TASK >> In the abstract on somatostatin antagonists, what C-terminal replacement produced the most potent antagonist analogue, and what was its Ki?

Exploration of the DTrp-NMeLys Motif in the Search for potent somatostatin antagonists Original Research Article

Previous studies from this laboratory demonstrated that N-methylation at Lys5 residue in somatostatin octapeptide antagonist analogues increased the GH release inhibition potency by as much as 300%. We have now further investigated N-methylation of this Lys5 residue in conjunction with a number of N- and C-terminal modifications previously found to give highly potent somatostatin receptor antagonists. Synthetic analogues were tested in a functional assay for their ability to inhibit somatostatin-inhibited GH release from rat pituitary cells in culture and to displace 125I-labeled somatostatin from CHO cells transfected with the five known human somatostatin receptors. Several interesting observations resulted from the study. Replacement of liphophilic Nal8 at the C-terminus with a hydrophilic His8 resulted in the increased affinity and selectivity for type 2 receptor to give the most potent antagonist analogue yet discovered (Ki, 1.5 nM), although in the rat pituitary cells inhibitory activity on somatostatin inhibited GH release decreased somewhat. A His3 substitution within the cyclic portion of the analogues retained pituitary cell potency and affinity for type 2 receptor as did substitution with Bip8 and Fpa1. Replacement of Cpa1 with Iph1 did not effect the affinity for type 2 receptor significantly, but did decrease the effects on rat cell GH release. Iph3 within-ring substitution increased the selectivity for sst2 appreciably although the affinity for that receptor was considerably decreased. Substitution of Npa3 resulted in good selectivity for sst2 receptor. Replacement of Nal8 with D-Trp8 also increased the selectivity for type 2 receptor. Use of a ‘bivalent ligand’ approach in which two peptides were joined by 4,4′-biphenyldicarbonyl as a spacer destroyed the affinity for all the subtypes, however, the bivalent ligand formed with the Ahp spacer displayed significant affinity and high selectivity for the type 2 receptor.

MATERIAL SUPPLIED >>
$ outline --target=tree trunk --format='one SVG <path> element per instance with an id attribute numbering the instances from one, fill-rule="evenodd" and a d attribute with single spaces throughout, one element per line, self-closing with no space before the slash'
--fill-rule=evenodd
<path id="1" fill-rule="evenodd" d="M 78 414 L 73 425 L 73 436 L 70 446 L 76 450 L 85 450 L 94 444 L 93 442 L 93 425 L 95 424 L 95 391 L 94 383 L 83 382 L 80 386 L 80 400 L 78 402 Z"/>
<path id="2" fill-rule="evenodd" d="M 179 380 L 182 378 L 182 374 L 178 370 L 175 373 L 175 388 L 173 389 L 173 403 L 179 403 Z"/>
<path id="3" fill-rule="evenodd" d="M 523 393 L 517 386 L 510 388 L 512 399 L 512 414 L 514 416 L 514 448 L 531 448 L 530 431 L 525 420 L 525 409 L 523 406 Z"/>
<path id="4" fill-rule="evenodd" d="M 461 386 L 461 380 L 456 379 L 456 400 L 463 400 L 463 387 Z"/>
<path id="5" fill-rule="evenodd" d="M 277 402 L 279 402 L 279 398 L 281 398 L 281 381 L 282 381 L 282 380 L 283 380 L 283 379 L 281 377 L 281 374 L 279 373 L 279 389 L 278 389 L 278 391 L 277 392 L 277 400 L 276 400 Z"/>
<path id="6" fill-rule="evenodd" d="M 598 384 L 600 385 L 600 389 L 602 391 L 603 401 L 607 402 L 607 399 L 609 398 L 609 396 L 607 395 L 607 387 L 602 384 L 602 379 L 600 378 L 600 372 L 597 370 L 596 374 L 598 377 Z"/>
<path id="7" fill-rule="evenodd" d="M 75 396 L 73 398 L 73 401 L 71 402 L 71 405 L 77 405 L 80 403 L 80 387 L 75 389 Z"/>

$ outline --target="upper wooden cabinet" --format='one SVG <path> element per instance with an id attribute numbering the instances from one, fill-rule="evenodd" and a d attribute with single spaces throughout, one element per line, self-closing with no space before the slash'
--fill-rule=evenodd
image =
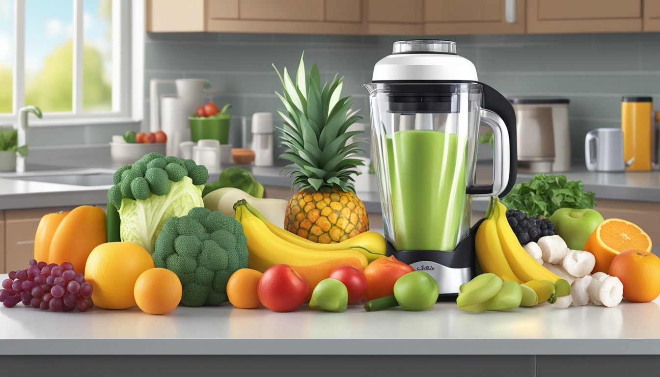
<path id="1" fill-rule="evenodd" d="M 660 0 L 644 0 L 644 31 L 660 32 Z"/>
<path id="2" fill-rule="evenodd" d="M 660 0 L 147 0 L 152 32 L 443 36 L 660 31 Z"/>
<path id="3" fill-rule="evenodd" d="M 642 1 L 527 0 L 527 32 L 641 32 Z"/>
<path id="4" fill-rule="evenodd" d="M 426 34 L 523 34 L 524 0 L 425 0 Z"/>

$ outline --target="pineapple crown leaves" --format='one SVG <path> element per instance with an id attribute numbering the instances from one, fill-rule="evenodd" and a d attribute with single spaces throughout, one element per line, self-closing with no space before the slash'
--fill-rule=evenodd
<path id="1" fill-rule="evenodd" d="M 295 84 L 286 67 L 280 74 L 273 65 L 283 87 L 281 94 L 275 92 L 284 106 L 277 110 L 284 123 L 276 128 L 282 132 L 280 143 L 288 148 L 280 157 L 292 162 L 284 171 L 294 179 L 292 188 L 354 192 L 354 176 L 360 174 L 356 168 L 364 164 L 354 156 L 364 150 L 360 141 L 346 143 L 362 131 L 347 130 L 362 117 L 356 115 L 359 110 L 350 112 L 350 97 L 341 96 L 343 77 L 335 75 L 321 86 L 318 67 L 313 65 L 308 75 L 304 57 L 304 53 Z"/>

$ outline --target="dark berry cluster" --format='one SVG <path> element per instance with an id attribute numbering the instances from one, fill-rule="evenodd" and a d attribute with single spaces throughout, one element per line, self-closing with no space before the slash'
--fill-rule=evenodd
<path id="1" fill-rule="evenodd" d="M 518 209 L 506 211 L 506 219 L 523 246 L 529 242 L 536 242 L 544 236 L 554 235 L 554 225 L 547 219 L 537 217 L 527 217 L 524 212 Z"/>

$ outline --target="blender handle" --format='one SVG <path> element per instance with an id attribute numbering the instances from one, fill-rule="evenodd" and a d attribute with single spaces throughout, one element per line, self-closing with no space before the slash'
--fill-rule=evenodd
<path id="1" fill-rule="evenodd" d="M 481 123 L 493 131 L 493 182 L 490 184 L 471 186 L 466 191 L 474 196 L 498 195 L 506 188 L 511 174 L 509 133 L 504 121 L 490 110 L 481 109 Z"/>

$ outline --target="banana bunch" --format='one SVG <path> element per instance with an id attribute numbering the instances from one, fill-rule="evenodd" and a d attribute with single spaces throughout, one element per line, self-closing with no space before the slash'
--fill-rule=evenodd
<path id="1" fill-rule="evenodd" d="M 234 209 L 248 238 L 249 268 L 261 272 L 276 264 L 312 265 L 346 257 L 359 259 L 364 268 L 385 256 L 385 238 L 376 232 L 338 244 L 317 244 L 270 223 L 244 199 L 236 202 Z"/>
<path id="2" fill-rule="evenodd" d="M 518 242 L 506 219 L 506 207 L 497 197 L 490 199 L 486 219 L 477 230 L 475 250 L 482 272 L 494 274 L 504 282 L 523 285 L 525 306 L 570 294 L 569 283 L 550 272 Z M 527 287 L 527 288 L 525 288 Z M 536 298 L 529 291 L 536 294 Z"/>

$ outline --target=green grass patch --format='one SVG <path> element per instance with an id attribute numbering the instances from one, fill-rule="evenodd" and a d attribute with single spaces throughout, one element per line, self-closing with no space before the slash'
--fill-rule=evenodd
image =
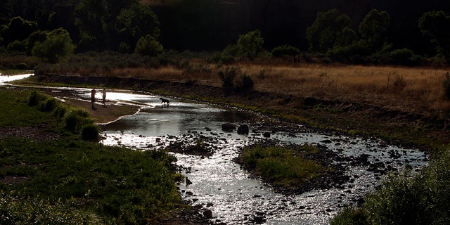
<path id="1" fill-rule="evenodd" d="M 275 186 L 299 186 L 319 176 L 324 171 L 317 162 L 302 156 L 302 154 L 314 153 L 318 150 L 307 145 L 302 148 L 303 153 L 299 153 L 279 146 L 247 147 L 242 153 L 242 162 L 255 175 Z"/>
<path id="2" fill-rule="evenodd" d="M 174 157 L 82 141 L 82 131 L 68 131 L 63 118 L 75 112 L 91 129 L 86 115 L 45 95 L 0 89 L 0 126 L 46 124 L 60 133 L 56 141 L 0 139 L 0 223 L 158 224 L 181 207 Z M 33 98 L 37 103 L 29 104 Z"/>
<path id="3" fill-rule="evenodd" d="M 450 153 L 435 156 L 416 174 L 409 169 L 385 179 L 364 203 L 342 210 L 331 224 L 449 224 Z"/>

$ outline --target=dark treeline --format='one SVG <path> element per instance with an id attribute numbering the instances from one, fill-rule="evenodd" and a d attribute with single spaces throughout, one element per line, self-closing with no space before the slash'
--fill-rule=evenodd
<path id="1" fill-rule="evenodd" d="M 40 30 L 63 27 L 70 34 L 73 42 L 78 44 L 80 31 L 75 25 L 74 12 L 82 1 L 1 0 L 0 25 L 7 24 L 14 16 L 21 16 L 37 21 Z M 123 1 L 115 1 L 120 5 Z M 440 0 L 141 1 L 148 4 L 158 15 L 160 42 L 165 49 L 177 51 L 219 51 L 236 42 L 238 35 L 256 29 L 261 30 L 266 49 L 288 44 L 307 51 L 306 30 L 319 12 L 337 8 L 349 16 L 352 27 L 357 30 L 364 16 L 372 9 L 378 9 L 390 16 L 387 35 L 394 48 L 408 48 L 416 53 L 433 56 L 435 45 L 418 28 L 418 20 L 428 11 L 443 11 L 450 15 L 450 1 Z"/>
<path id="2" fill-rule="evenodd" d="M 317 13 L 337 8 L 352 19 L 357 30 L 372 9 L 391 18 L 388 39 L 395 48 L 408 48 L 420 54 L 434 46 L 418 28 L 424 13 L 444 11 L 450 1 L 439 0 L 191 0 L 153 8 L 162 23 L 162 41 L 175 49 L 217 50 L 236 41 L 238 35 L 259 29 L 267 49 L 289 44 L 307 49 L 307 28 Z"/>

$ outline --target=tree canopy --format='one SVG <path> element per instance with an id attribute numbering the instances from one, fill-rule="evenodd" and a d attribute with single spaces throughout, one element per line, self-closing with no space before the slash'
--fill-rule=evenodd
<path id="1" fill-rule="evenodd" d="M 80 51 L 117 51 L 121 43 L 134 48 L 141 37 L 160 36 L 158 17 L 137 0 L 84 0 L 75 15 Z"/>
<path id="2" fill-rule="evenodd" d="M 419 29 L 436 45 L 436 51 L 450 61 L 450 16 L 444 11 L 427 12 L 419 19 Z"/>
<path id="3" fill-rule="evenodd" d="M 349 42 L 354 38 L 350 22 L 350 18 L 338 9 L 317 13 L 314 22 L 307 29 L 309 50 L 324 53 L 336 44 Z"/>
<path id="4" fill-rule="evenodd" d="M 359 24 L 361 38 L 373 51 L 381 49 L 385 45 L 390 22 L 390 18 L 387 12 L 373 9 Z"/>
<path id="5" fill-rule="evenodd" d="M 55 63 L 66 59 L 73 53 L 74 49 L 69 33 L 59 28 L 48 32 L 44 41 L 37 41 L 32 52 L 37 57 Z"/>

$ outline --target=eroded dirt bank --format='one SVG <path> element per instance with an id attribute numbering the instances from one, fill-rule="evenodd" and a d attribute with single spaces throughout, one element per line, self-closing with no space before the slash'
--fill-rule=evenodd
<path id="1" fill-rule="evenodd" d="M 192 81 L 180 82 L 49 74 L 37 74 L 34 79 L 43 83 L 127 89 L 236 106 L 304 124 L 314 129 L 375 136 L 397 144 L 420 146 L 425 150 L 442 148 L 450 142 L 448 120 L 393 110 L 382 105 L 325 100 L 314 96 L 283 95 L 258 90 L 233 90 L 231 94 L 226 94 L 221 87 L 201 85 Z"/>

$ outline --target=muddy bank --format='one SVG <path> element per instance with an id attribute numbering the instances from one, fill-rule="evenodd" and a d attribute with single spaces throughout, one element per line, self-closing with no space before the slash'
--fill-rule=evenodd
<path id="1" fill-rule="evenodd" d="M 196 82 L 153 81 L 132 77 L 83 77 L 37 74 L 39 82 L 108 86 L 148 91 L 243 107 L 312 129 L 375 136 L 402 146 L 420 146 L 434 149 L 450 142 L 448 120 L 420 113 L 393 110 L 382 105 L 342 102 L 314 96 L 297 96 L 261 92 L 233 91 L 226 94 L 220 86 Z"/>

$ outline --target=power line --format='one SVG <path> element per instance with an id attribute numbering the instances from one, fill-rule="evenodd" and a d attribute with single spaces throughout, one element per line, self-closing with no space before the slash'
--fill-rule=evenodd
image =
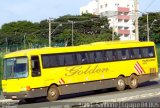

SOLUTION TO THE PROBLEM >> Replacing Nal8 with His8, giving a Ki of 1.5 nM.